§ Try it
Your task is to write out all of the records once more, exactly.

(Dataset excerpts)

• • • • • • •

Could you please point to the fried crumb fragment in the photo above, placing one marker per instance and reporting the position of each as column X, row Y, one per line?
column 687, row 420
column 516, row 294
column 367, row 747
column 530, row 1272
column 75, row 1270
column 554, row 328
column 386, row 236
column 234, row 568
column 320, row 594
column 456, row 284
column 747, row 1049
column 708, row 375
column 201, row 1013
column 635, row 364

• • • • • • •

§ Completed exercise
Could you please point to the fried crumb fragment in the photo above, placing one marker per instance and reporting the position of each as column X, row Y, one per line?
column 687, row 420
column 516, row 294
column 367, row 747
column 530, row 1272
column 75, row 1270
column 554, row 328
column 386, row 236
column 234, row 568
column 320, row 594
column 456, row 284
column 747, row 1049
column 708, row 375
column 201, row 1013
column 635, row 364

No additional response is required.